Task requirements:
Count the lines in the material below that contain the string "cabinet", treating case as significant. Give only the number.

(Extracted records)

+ + + +

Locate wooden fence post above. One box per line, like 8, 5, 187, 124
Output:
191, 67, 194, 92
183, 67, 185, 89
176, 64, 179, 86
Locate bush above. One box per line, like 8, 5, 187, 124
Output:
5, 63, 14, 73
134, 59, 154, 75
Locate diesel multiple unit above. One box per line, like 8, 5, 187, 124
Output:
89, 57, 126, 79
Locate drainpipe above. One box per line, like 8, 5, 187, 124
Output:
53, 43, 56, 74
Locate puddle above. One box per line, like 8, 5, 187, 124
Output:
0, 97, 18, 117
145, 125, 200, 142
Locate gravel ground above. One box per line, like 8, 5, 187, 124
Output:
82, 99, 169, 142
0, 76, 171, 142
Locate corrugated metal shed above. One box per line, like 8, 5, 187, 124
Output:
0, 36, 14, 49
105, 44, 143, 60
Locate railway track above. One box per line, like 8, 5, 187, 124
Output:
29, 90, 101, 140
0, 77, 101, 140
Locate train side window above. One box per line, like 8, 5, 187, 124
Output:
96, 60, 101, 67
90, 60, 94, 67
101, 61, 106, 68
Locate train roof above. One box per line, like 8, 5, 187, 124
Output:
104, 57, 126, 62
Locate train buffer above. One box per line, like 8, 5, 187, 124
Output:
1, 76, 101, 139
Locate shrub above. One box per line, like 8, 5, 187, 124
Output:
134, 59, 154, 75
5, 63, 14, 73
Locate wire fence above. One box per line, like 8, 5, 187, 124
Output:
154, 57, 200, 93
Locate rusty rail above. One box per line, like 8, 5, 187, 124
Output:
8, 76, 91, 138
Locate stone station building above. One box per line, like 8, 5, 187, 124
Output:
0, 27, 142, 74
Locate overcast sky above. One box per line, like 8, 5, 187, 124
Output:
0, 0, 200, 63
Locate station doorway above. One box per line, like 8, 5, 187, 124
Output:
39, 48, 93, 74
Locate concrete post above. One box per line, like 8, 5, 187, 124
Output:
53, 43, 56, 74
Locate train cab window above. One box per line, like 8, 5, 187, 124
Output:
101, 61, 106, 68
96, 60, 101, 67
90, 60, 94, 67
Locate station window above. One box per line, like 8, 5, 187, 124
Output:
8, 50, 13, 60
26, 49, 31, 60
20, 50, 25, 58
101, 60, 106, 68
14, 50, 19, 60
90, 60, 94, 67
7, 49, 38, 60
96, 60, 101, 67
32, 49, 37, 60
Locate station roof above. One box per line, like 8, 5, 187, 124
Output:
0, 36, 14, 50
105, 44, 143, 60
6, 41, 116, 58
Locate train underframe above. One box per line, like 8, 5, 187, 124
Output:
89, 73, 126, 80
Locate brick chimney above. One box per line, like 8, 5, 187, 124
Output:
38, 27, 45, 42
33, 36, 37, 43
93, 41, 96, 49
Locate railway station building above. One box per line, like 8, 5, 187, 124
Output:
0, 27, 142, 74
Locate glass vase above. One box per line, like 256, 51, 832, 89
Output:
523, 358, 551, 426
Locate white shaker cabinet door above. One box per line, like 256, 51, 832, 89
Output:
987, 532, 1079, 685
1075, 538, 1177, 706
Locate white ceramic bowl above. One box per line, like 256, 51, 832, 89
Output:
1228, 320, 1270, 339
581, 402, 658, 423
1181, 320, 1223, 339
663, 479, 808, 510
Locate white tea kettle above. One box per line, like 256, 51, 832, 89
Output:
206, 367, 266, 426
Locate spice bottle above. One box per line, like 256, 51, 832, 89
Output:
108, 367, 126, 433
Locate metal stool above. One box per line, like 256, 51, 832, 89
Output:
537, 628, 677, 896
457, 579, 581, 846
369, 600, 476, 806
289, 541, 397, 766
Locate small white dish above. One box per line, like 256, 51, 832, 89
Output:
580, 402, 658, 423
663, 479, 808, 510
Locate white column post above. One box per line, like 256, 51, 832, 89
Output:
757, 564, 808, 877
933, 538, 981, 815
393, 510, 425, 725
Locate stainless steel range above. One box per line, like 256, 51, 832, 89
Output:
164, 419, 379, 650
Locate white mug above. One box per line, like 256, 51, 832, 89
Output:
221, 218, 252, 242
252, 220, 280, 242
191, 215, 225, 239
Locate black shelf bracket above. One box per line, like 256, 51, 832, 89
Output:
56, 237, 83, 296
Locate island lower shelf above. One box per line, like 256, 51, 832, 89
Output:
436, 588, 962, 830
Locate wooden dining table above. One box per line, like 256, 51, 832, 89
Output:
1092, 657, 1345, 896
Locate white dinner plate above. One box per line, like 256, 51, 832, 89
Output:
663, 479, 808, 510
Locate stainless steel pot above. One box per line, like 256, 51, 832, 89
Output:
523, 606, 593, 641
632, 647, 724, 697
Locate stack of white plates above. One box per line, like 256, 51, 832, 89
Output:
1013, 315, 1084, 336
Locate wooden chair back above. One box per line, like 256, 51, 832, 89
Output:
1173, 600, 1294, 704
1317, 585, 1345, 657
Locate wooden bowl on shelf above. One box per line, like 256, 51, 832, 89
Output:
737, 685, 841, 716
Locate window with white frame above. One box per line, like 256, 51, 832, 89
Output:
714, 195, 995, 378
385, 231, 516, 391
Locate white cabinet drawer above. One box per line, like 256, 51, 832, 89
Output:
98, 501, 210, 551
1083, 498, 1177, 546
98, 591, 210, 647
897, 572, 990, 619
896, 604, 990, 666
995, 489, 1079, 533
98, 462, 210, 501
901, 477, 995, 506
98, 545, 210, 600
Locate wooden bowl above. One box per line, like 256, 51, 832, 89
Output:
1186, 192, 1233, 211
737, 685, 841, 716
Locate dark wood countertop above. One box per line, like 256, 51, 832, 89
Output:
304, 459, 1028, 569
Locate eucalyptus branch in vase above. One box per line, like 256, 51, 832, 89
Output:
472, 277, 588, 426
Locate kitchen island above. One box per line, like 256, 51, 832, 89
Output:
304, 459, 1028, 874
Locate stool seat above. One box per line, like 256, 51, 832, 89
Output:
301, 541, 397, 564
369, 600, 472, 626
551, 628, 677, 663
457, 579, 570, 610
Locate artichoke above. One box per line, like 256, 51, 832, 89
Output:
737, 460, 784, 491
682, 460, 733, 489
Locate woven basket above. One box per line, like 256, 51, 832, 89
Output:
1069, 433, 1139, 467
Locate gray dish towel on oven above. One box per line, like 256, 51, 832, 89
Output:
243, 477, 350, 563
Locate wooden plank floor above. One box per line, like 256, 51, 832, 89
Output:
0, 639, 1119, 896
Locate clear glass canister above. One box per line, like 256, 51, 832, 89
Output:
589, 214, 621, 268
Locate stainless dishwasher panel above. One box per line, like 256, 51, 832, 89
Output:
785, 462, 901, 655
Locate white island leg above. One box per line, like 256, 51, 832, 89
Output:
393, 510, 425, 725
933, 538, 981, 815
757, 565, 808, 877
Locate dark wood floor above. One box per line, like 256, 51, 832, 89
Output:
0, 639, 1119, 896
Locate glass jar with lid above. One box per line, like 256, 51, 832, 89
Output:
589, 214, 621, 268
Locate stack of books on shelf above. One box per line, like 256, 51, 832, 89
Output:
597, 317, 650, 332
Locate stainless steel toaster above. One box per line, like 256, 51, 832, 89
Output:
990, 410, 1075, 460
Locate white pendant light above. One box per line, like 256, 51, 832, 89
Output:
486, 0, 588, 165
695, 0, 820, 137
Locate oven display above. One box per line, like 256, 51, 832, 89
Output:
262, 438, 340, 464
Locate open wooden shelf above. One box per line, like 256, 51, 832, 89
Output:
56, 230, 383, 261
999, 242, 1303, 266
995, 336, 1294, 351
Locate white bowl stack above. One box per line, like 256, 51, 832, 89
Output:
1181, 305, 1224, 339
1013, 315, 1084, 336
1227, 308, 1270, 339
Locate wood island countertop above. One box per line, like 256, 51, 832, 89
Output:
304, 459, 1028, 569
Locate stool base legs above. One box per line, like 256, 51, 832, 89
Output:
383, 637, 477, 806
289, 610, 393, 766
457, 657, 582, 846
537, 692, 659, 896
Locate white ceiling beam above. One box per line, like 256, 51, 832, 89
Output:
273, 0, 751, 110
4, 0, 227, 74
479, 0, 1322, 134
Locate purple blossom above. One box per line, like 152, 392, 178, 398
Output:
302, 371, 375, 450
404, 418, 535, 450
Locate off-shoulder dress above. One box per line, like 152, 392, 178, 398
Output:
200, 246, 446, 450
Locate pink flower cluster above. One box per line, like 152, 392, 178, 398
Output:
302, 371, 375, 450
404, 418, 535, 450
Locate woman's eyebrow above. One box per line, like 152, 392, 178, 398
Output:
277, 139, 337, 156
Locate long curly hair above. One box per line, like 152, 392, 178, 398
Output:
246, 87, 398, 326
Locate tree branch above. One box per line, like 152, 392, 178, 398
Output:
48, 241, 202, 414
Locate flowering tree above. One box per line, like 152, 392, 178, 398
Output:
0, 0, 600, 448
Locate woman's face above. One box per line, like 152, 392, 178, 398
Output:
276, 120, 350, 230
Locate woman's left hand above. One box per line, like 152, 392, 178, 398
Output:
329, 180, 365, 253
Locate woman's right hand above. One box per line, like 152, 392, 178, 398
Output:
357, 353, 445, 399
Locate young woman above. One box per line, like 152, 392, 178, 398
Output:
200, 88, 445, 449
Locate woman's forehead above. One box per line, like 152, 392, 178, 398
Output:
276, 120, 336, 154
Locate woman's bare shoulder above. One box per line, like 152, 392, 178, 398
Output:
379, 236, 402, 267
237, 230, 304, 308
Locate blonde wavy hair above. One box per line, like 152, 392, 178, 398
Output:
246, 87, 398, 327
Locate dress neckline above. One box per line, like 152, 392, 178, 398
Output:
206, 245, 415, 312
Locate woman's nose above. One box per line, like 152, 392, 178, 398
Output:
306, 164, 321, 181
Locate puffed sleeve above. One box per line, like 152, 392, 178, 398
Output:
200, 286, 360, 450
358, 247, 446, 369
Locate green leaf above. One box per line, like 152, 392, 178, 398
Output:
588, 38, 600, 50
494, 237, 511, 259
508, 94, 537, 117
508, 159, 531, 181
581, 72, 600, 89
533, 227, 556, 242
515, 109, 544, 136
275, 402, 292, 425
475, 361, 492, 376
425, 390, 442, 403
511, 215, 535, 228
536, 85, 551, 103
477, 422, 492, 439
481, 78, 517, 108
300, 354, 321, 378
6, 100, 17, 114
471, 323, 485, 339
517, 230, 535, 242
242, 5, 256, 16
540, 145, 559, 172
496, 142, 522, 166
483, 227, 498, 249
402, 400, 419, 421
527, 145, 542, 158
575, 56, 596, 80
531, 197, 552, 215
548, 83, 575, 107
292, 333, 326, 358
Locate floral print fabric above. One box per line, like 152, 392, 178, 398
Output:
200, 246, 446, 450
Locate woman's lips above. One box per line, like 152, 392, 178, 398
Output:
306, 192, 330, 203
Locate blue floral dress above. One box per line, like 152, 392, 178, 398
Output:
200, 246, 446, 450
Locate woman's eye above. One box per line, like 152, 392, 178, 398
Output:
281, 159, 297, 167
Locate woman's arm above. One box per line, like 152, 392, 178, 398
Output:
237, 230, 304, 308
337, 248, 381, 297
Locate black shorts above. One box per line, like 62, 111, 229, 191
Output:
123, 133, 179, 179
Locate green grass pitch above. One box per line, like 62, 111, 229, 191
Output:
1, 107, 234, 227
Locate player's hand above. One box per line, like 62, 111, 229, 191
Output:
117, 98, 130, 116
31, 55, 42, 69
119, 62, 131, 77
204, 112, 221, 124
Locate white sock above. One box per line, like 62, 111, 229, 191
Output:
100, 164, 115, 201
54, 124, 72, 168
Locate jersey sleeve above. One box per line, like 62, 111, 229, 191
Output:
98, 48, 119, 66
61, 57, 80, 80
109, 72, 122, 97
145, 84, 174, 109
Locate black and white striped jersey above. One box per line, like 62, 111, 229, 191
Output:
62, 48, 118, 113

+ + + +

Answer in full:
2